**TASK TO CARRY OUT**: Rewrite the data below with "one pair to a line" changed to "one pair per line" everywhere it appears, keeping everything else the same.

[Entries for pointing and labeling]

>> START

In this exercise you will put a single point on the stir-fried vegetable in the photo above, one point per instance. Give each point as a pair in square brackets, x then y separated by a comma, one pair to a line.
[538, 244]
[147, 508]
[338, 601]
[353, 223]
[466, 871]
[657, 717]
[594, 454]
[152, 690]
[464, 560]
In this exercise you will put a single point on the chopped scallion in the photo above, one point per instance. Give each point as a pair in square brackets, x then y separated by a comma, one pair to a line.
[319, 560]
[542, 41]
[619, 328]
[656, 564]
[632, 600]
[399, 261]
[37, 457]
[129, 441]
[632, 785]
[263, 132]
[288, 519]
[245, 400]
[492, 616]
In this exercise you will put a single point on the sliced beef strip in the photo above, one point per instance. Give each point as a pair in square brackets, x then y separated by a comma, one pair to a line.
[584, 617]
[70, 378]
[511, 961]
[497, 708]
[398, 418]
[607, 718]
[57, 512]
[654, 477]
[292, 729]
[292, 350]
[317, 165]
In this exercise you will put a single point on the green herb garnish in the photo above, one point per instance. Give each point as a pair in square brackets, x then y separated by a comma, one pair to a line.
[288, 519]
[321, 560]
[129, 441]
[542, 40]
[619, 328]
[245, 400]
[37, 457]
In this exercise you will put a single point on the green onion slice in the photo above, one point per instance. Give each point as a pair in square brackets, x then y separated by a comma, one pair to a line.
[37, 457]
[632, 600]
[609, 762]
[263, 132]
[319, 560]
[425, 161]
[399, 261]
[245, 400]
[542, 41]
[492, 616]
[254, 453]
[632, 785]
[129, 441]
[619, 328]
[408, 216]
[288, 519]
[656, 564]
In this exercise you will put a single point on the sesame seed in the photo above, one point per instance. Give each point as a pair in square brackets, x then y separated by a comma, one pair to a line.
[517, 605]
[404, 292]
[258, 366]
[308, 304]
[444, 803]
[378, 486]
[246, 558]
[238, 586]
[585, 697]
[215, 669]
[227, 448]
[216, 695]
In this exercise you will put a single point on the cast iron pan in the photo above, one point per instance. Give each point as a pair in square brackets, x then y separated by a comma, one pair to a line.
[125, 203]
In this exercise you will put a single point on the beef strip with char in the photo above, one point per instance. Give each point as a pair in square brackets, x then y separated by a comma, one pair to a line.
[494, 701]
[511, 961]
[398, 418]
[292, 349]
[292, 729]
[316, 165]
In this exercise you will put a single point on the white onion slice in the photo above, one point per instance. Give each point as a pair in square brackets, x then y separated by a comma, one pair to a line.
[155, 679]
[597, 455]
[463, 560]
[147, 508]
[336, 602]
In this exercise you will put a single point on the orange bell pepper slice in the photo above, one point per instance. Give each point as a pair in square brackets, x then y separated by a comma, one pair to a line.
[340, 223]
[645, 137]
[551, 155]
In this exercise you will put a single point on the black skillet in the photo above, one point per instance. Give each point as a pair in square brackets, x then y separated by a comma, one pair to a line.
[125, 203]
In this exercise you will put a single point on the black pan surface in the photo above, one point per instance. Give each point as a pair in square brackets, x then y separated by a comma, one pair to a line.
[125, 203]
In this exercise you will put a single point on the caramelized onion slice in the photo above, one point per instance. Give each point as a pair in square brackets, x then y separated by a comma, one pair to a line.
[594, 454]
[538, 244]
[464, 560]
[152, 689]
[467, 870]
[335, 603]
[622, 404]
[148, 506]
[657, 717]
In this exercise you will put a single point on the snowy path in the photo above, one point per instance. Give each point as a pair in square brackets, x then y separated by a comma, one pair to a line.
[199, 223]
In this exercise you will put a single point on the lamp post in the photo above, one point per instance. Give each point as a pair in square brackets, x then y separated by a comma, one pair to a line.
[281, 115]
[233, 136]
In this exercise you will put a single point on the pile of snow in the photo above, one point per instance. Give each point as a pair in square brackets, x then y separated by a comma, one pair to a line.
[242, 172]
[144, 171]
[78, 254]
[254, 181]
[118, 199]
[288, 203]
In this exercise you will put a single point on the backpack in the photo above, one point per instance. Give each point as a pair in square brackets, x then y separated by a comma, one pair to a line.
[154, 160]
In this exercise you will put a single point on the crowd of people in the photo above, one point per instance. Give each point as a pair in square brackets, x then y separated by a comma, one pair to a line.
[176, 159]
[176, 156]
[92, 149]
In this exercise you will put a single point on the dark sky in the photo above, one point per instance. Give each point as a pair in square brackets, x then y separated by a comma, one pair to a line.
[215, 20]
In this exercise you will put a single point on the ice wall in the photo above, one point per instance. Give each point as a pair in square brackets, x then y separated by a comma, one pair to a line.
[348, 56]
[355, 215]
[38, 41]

>> END

**EXERCISE SOLUTION**:
In this exercise you will put a single point on the stir-fried vegetable in the photo above, one point per instance. Give each point as a pair in square brackets, x then y separated by a comma, one pair per line.
[538, 244]
[147, 508]
[338, 601]
[353, 223]
[466, 871]
[657, 717]
[594, 454]
[152, 690]
[464, 560]
In this exercise you will put a single point on the chopped scallion in the photo above, one point per instance. Give each point as a pair in square brackets, x then y separated by a comma, one pair per line.
[319, 560]
[542, 41]
[619, 328]
[656, 564]
[632, 600]
[399, 261]
[37, 457]
[129, 441]
[632, 785]
[263, 132]
[288, 519]
[245, 400]
[492, 616]
In this exercise you will put a single point on the sliced beef strip in the photo above, one point per instance. Give each point as a pair in square brackets, x then y separated by a comma, one pair per line.
[584, 617]
[70, 378]
[511, 961]
[497, 708]
[398, 418]
[607, 718]
[57, 512]
[654, 477]
[292, 729]
[292, 350]
[317, 165]
In this exercise you will put a single point on the green herb garnish in the photo above, one point per instance. Give each point as a pair in square brackets, x then y separated by a comma, one pair per line.
[288, 519]
[321, 560]
[129, 441]
[542, 40]
[619, 328]
[245, 400]
[37, 457]
In this exercise you will put a single point on the green onion slice in the photo above, one point per instance. Give each point as a pair in square brackets, x then y separated by a comma, one pair per line.
[37, 457]
[632, 600]
[609, 762]
[263, 132]
[319, 560]
[425, 161]
[399, 261]
[245, 400]
[542, 41]
[492, 616]
[254, 453]
[632, 785]
[129, 441]
[619, 328]
[408, 216]
[288, 519]
[656, 564]
In this exercise you will put a single point on the sesame seed in the photo above, one point per instance. Give each point as a pair in square brackets, x then y separated by a comma, one pair per line.
[517, 605]
[404, 292]
[258, 366]
[308, 304]
[444, 803]
[378, 486]
[246, 558]
[238, 586]
[585, 697]
[215, 669]
[227, 448]
[216, 695]
In this exercise you will put a single point on the cast iron pan in the photo above, one point per instance. Give each point as a pair in square brackets, x then y separated by a comma, one pair per line.
[125, 203]
In this exercise you will put a single point on the beef strip with char in the photo above, one point per instance. Give each point as a pair in square brackets, x then y separated by a comma, one pair per line.
[494, 701]
[511, 961]
[398, 418]
[292, 349]
[292, 729]
[316, 165]
In this exercise you will put a single point on the white onion slice in the photo above, one point per instance. Give each point as a pair in square brackets, x then y separated by a comma, one pair per line.
[155, 679]
[597, 455]
[463, 560]
[147, 508]
[336, 602]
In this exercise you will put a single point on the orange bell pepper slice in the photo above, one point per instance. Give each point as a pair in square brackets, x then y separated by a comma, one pair per line.
[340, 223]
[645, 137]
[551, 155]
In this exercise you will put a single point on the black skillet in the photo above, one point per instance. Give each point as a pair in square brackets, x then y separated by a comma, one pair per line.
[125, 203]
In this exercise you will put a single point on the black pan surface in the photo above, one point per instance. Give each point as a pair in square brackets, x then y separated by a comma, one pair per line.
[125, 203]
In this exercise you will put a single point on the caramelized onion slice in the photo above, one point per instance. Give each point as a pair in square brackets, x then y separated by a comma, one pair per line.
[594, 454]
[538, 244]
[464, 560]
[152, 689]
[467, 870]
[335, 603]
[622, 404]
[148, 506]
[657, 717]
In this exercise you will put a single point on the snowy path in the photo above, one point per instance. Give each point as a pair in square brackets, x then y separated by a comma, one pair per line.
[199, 223]
In this exercise you will put a single point on the lamp post in the photo above, one point per instance. Give each point as a pair in square brackets, x then y separated by a comma, one pair per line.
[281, 115]
[233, 136]
In this exercise you will put a single point on the pile of snow in the photo above, one point per instance. Give each point as a pair in square brackets, x then y separated by a comma, one pair per line.
[242, 172]
[144, 171]
[78, 254]
[254, 181]
[118, 199]
[288, 203]
In this exercise you will put a single point on the backpack in the photo above, one point per instance. Give each point as a pair in square brackets, x then y separated by a comma, one pair per line.
[154, 160]
In this exercise you will put a single point on the crowd of people in the photo above, one point per instance. Give each point as a pair in square brackets, x then y separated by a comma, one pair per line.
[176, 159]
[176, 156]
[92, 149]
In this exercise you will put a single point on the dark sky in the photo above, one point per instance. Give each point as a pair in square brackets, x then y separated by a comma, one pair per line.
[215, 20]
In this exercise you will put a single point on the ice wall in the photo above, one point per instance. Give each point as a pair in square brackets, x then y separated by a comma, one pair per line.
[348, 56]
[355, 215]
[38, 41]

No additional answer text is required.